**WORK ITEM**
Your task is to return the span of lines beginning at the one with "Target: blue sea" and ending at the last line of the data, exactly as it stands.

──────── DATA RECORDS

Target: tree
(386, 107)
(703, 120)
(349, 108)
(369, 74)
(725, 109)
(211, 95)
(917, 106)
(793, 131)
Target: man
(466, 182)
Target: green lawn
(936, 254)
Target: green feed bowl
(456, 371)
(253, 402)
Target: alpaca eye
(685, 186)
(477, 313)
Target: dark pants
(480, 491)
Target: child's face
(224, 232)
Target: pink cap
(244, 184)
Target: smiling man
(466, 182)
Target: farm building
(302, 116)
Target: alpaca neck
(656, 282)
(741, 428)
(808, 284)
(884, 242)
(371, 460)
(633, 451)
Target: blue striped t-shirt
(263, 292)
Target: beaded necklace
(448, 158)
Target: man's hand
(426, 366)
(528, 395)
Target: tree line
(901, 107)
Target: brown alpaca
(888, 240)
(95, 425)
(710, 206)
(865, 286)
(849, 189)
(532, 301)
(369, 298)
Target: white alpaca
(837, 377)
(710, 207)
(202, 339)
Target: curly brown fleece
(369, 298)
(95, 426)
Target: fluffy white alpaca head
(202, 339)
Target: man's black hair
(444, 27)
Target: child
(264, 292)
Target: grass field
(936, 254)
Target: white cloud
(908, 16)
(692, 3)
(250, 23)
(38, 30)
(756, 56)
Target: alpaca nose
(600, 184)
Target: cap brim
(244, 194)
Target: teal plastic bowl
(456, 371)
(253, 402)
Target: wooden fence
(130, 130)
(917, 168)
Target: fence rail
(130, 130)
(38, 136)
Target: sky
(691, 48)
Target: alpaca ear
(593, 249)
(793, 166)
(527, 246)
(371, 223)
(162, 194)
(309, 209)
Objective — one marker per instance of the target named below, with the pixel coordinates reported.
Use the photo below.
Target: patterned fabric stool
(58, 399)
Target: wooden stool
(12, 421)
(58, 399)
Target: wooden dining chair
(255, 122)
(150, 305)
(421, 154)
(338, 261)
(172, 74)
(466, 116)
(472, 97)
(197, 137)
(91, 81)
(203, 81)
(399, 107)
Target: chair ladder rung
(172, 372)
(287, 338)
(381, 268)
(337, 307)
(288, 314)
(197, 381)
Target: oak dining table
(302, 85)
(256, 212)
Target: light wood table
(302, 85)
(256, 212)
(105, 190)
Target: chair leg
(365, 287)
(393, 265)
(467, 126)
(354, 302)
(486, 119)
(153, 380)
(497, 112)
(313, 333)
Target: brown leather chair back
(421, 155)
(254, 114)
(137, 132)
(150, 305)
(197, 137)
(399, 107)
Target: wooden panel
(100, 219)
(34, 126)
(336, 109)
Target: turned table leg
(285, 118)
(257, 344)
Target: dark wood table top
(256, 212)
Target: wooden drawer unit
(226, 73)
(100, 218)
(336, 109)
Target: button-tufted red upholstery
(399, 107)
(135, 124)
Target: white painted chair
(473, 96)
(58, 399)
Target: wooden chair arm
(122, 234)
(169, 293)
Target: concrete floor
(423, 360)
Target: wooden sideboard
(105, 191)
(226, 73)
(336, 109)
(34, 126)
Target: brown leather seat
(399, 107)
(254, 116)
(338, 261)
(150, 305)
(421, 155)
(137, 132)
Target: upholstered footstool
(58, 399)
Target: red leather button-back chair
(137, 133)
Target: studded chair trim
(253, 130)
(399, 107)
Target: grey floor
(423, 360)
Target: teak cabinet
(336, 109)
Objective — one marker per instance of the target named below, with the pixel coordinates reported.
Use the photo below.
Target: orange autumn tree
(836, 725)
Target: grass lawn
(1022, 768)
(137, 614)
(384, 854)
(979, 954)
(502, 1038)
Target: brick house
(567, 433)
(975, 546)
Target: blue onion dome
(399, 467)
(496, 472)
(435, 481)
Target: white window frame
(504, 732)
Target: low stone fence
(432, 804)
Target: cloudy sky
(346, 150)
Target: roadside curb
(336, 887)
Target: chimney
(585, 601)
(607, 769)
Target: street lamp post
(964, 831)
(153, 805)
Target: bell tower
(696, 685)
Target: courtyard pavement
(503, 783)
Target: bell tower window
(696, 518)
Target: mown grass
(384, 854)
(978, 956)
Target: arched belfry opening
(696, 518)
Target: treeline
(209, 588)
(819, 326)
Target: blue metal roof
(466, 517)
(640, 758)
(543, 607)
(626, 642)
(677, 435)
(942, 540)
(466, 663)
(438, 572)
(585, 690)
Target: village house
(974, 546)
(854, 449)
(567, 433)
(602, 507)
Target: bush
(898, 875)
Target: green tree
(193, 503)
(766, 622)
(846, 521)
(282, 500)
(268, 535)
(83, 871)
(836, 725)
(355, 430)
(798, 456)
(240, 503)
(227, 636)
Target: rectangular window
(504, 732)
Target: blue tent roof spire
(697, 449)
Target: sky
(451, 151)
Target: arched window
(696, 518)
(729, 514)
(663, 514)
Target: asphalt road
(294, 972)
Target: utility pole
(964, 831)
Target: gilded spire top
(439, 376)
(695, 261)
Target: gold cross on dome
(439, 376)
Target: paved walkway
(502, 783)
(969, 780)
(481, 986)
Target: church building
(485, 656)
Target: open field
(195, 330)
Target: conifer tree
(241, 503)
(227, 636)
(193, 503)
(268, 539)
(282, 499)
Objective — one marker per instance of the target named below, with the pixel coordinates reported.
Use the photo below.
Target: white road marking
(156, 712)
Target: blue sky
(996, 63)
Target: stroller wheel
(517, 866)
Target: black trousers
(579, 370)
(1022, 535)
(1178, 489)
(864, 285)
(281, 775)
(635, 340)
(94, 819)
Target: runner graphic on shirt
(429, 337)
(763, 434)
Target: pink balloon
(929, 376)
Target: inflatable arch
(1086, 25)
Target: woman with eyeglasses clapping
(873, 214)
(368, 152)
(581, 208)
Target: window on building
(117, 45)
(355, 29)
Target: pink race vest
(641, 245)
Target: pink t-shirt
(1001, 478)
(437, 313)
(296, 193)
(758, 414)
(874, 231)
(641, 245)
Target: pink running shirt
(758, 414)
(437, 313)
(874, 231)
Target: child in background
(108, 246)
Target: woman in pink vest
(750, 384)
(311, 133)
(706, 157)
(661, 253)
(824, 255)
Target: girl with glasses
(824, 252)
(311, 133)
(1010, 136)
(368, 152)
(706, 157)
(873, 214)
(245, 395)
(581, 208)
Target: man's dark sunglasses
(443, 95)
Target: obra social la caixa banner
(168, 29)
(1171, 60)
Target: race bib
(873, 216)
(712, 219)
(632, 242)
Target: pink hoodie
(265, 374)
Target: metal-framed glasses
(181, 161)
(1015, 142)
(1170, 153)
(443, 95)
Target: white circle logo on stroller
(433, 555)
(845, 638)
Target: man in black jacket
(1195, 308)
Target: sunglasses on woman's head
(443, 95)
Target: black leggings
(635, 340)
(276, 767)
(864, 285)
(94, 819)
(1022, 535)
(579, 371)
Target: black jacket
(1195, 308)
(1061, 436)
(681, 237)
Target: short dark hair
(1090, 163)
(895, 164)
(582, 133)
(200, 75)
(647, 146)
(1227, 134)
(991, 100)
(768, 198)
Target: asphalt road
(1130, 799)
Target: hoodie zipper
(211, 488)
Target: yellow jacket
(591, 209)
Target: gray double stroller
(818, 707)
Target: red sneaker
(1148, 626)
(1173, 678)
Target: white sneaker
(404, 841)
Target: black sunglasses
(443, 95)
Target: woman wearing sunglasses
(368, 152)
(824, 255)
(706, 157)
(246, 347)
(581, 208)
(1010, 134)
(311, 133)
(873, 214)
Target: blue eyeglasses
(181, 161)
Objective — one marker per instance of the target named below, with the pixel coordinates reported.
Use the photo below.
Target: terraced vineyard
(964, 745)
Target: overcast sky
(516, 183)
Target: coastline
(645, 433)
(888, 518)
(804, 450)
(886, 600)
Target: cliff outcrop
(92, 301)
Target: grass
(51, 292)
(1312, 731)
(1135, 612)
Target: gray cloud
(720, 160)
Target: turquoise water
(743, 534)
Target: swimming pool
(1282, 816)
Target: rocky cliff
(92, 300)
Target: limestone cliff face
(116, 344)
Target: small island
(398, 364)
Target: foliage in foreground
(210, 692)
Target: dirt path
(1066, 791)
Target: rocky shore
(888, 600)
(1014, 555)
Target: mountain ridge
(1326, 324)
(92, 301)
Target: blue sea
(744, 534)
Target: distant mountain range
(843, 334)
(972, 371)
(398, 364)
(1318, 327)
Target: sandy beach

────────────────

**RESPONSE BELOW**
Target: blue sea
(744, 534)
Target: distant mountain range
(843, 334)
(972, 371)
(398, 364)
(1318, 327)
Target: sandy beach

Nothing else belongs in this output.